### What to do:
Reproduce the material below word for word, keeping every line as it is.

### Listed records:

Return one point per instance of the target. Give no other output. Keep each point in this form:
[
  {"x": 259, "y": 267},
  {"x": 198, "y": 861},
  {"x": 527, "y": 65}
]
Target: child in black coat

### Response for this exercise:
Return one point per instance of the target. Give no other output. Keep each point in this form:
[
  {"x": 259, "y": 267},
  {"x": 198, "y": 861},
  {"x": 527, "y": 65}
]
Target: child in black coat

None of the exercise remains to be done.